EXTRACTED TEXT —
I do not know the weights of some of the underlay fabrics. The kevlar felt is Sweet Composite’s 3.5oz 4580. The Dynel is 5oz. The kevlar tape is Sweets plain weave 5oz. The S-glass is probably 6oz, maybe 4oz (it pays to label things, even scraps, I didn’t). The E-glass was thick, maybe 8oz. The carbon fiber is something from Doug, maybe he knows.

We eliminated some of the bar drops at different heights. The test squares were not big enough to drop the 3lb 9oz horseshoe stake from multiple heights. We kept dropping the 9oz bar that did nothing, just to make sure it produced scuff marks at most, but mostly to help adjust our aim for the forthcoming damage.

Accurately measuring the depth of each dent and depression is beyond my crude methodology and caliper.

I neglected to lay a strip of the (thick) bias weave (either 15 or 18oz) tape as an underlayer, that might well have been the most impact resistant. None of the underlay fabrics are laid on the bias, and that tape would have been simplest of all to install.

Each sandwich should have had a bias layer, and another test sandwich laid straight with the same materials. I bet there is an impact improvement with sandwiched threads running diagonally, but it’s too late now. I’m kicking myself for that coulda shoulda woulda omission, and if I hadn’t dismantled the bombsite and put everything away I’d be tempted to do round two (skipping the kevlar felt).

I have no realistic chance of obtaining sample weights. I could cut out the pieces and weigh them, deduct the weight of a bare vinyl siding square, times the square inches in an average sized skid plate for approximate weights. If I had an accurate enough scale (I don’t), but in any case chunks of both the test materials and the vinyl siding substrate are now missing and I plan to abrasion grind away at them next.

I do believe skid plate weight may be an important factor, especially when an ultra light weight layup boat is hundreds of dollars more than a slightly heavier layup. The resin in a typical skid plate kit weighs 1.5lbs; I’m betting that a single layer of Dynel weights an ounce or two, and a sandwiched underlayer for better impact protection weights little more.



At the least I could have washed the grime off the backside of the vinyl siding, so the dents and cracks in the substrate were more clearly visible.

Still, half-arsed is better than no-arsed at all, although I expect the crude belt-sander abrasion test will largely be a waste of time.

EXERCISE AIM — Extract from the skid plate test notes above the passage from "I do not know" up to and including "methodology and caliper.", copied word for word.

INFORMATION SUPPLIED —
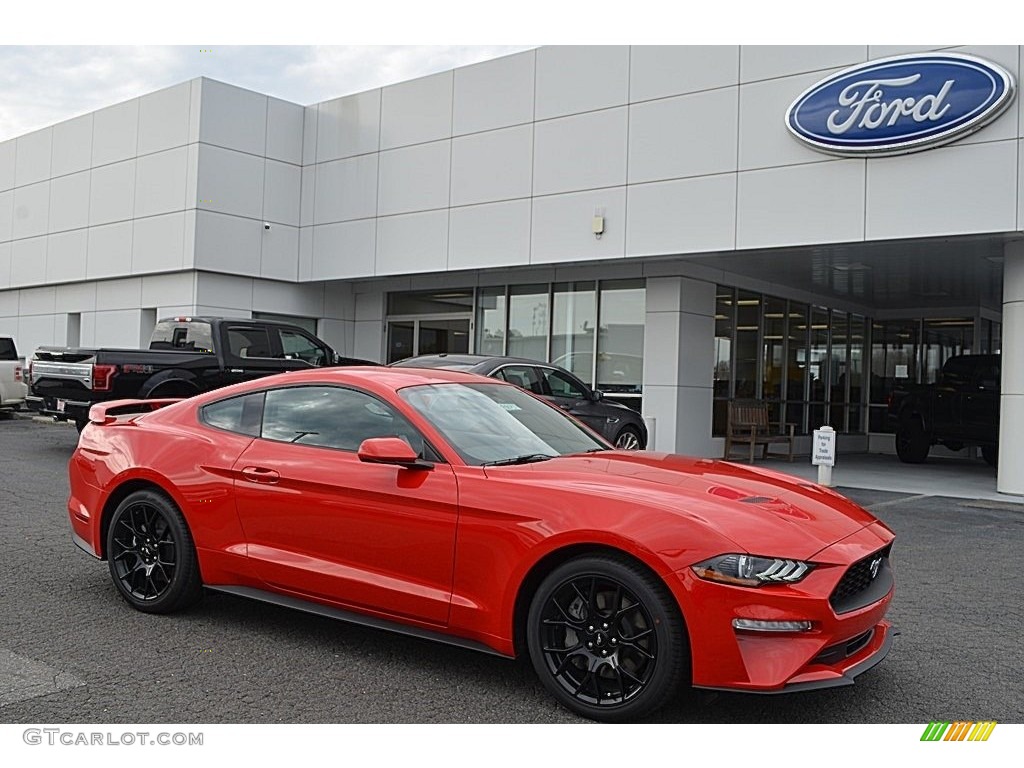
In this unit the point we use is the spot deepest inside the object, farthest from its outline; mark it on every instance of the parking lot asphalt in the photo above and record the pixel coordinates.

EXERCISE RESULT —
I do not know the weights of some of the underlay fabrics. The kevlar felt is Sweet Composite’s 3.5oz 4580. The Dynel is 5oz. The kevlar tape is Sweets plain weave 5oz. The S-glass is probably 6oz, maybe 4oz (it pays to label things, even scraps, I didn’t). The E-glass was thick, maybe 8oz. The carbon fiber is something from Doug, maybe he knows.

We eliminated some of the bar drops at different heights. The test squares were not big enough to drop the 3lb 9oz horseshoe stake from multiple heights. We kept dropping the 9oz bar that did nothing, just to make sure it produced scuff marks at most, but mostly to help adjust our aim for the forthcoming damage.

Accurately measuring the depth of each dent and depression is beyond my crude methodology and caliper.